La Catedral recibió ese depósito en un catafalco donde fue colocado por cuatro generales. La pompa de la iglesia católica acompañó los ritos consagrados por ella a los difuntos. Nunca se elevaron bajo esas bóvedas augustas tantos suspiros envueltos en incienso. Se pronunció por el canónigo Figueredo una oración fúnebre que él empezó con las palabras del libro de los Macabeos sobre Jonatan. En el mismo tiempo se celebraba una misa de “réquiem” en todos los curatos de la provincia, y se había decretado un luto de tres días.
El gobernador Rosas, con todas las corporaciones del estado y con el hermano del finado, asistía a la ceremonia.
Nunca desde el tiempo en que las reliquias de germánico fueron llevadas a Roma por su viuda se había visto a un pueblo lamentar más sinceramente la pérdida de uno de sus hijos.

------------------------------

== Tareas ==
1. Según el fragmento seleccionado, ¿quién pronunció la oración fúnebre en la Catedral?
2. Localiza en los registros cada línea que contenga la cadena "windshield" y cópiala, distinguiendo entre mayúsculas y minúsculas.

------------------------------

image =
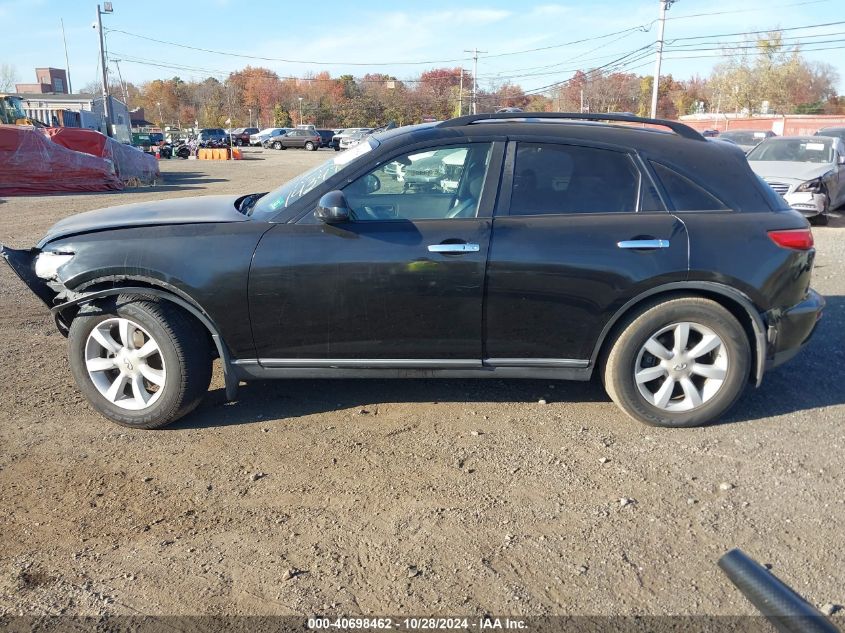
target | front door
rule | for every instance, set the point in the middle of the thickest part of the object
(400, 283)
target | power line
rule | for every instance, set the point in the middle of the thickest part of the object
(729, 53)
(782, 6)
(289, 61)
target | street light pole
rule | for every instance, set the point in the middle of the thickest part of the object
(664, 6)
(107, 8)
(475, 53)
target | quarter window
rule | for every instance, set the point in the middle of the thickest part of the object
(562, 179)
(434, 184)
(685, 194)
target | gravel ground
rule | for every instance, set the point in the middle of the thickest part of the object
(403, 497)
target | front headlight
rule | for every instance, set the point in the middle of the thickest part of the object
(811, 186)
(47, 264)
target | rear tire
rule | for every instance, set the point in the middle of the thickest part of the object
(658, 373)
(107, 360)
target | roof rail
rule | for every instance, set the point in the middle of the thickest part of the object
(679, 128)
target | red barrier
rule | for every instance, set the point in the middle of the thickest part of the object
(31, 164)
(789, 125)
(129, 162)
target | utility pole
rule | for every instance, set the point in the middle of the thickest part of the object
(461, 95)
(107, 8)
(664, 6)
(122, 84)
(475, 53)
(67, 60)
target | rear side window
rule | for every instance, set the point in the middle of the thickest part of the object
(561, 179)
(685, 194)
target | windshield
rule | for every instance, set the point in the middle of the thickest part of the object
(293, 190)
(794, 150)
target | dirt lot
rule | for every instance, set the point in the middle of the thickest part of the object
(423, 497)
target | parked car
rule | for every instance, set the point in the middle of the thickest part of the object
(241, 135)
(657, 261)
(808, 171)
(435, 171)
(216, 134)
(337, 138)
(326, 137)
(746, 139)
(837, 132)
(351, 140)
(147, 140)
(259, 137)
(300, 138)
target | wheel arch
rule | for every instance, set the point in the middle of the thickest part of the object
(98, 289)
(733, 300)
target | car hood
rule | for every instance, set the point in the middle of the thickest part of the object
(788, 171)
(193, 210)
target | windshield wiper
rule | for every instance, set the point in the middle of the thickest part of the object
(248, 202)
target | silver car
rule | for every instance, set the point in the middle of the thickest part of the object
(808, 171)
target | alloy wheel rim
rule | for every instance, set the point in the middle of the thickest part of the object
(681, 367)
(125, 364)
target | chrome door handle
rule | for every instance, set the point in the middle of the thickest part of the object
(453, 248)
(643, 244)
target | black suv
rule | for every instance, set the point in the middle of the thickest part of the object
(325, 137)
(546, 246)
(303, 139)
(215, 134)
(241, 135)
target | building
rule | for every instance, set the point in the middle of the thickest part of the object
(52, 109)
(49, 80)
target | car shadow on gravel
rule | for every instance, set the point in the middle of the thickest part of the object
(277, 400)
(811, 380)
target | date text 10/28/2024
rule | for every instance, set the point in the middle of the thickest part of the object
(417, 624)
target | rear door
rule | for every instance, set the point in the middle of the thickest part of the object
(578, 231)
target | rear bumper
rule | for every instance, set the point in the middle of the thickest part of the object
(790, 330)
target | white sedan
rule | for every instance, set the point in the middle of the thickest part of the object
(808, 171)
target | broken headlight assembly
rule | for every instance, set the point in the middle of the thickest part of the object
(47, 264)
(811, 186)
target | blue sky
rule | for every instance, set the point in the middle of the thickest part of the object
(392, 37)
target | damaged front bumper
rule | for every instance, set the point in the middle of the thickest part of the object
(23, 263)
(50, 291)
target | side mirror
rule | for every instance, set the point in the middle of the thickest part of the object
(332, 208)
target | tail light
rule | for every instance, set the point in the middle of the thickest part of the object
(799, 239)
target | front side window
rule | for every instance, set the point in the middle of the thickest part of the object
(434, 184)
(562, 179)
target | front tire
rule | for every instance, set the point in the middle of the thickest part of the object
(140, 363)
(678, 363)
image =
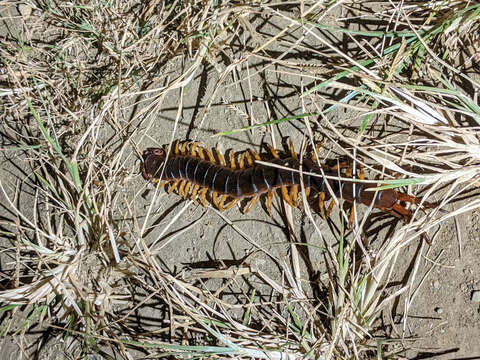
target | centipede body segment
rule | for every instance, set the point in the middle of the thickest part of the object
(194, 172)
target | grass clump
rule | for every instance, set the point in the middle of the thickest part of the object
(87, 250)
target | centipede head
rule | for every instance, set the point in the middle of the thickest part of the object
(153, 160)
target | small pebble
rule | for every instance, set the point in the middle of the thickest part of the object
(476, 296)
(438, 310)
(25, 10)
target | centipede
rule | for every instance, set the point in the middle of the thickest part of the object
(193, 171)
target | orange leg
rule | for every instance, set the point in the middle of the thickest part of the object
(233, 164)
(292, 149)
(231, 204)
(269, 203)
(215, 200)
(241, 163)
(286, 196)
(194, 193)
(219, 157)
(255, 155)
(193, 148)
(321, 204)
(221, 206)
(249, 159)
(210, 156)
(294, 195)
(182, 186)
(186, 192)
(184, 148)
(330, 207)
(203, 196)
(274, 152)
(173, 187)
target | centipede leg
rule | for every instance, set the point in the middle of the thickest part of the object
(172, 187)
(231, 204)
(211, 158)
(250, 204)
(182, 186)
(399, 211)
(285, 196)
(269, 203)
(194, 193)
(193, 148)
(232, 164)
(292, 149)
(241, 162)
(203, 196)
(351, 218)
(215, 200)
(222, 202)
(330, 207)
(255, 155)
(184, 149)
(219, 157)
(187, 190)
(321, 204)
(274, 152)
(249, 159)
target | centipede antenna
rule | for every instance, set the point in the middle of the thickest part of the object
(184, 148)
(255, 155)
(182, 186)
(219, 157)
(231, 204)
(274, 152)
(194, 193)
(292, 149)
(241, 163)
(203, 196)
(250, 204)
(294, 195)
(233, 164)
(249, 158)
(269, 202)
(187, 190)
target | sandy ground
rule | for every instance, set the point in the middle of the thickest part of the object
(443, 321)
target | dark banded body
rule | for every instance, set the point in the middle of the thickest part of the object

------------------------------

== Respuestas por tarea ==
1. El canónigo Figueredo.

2.
target | windshield
target | windshield wiper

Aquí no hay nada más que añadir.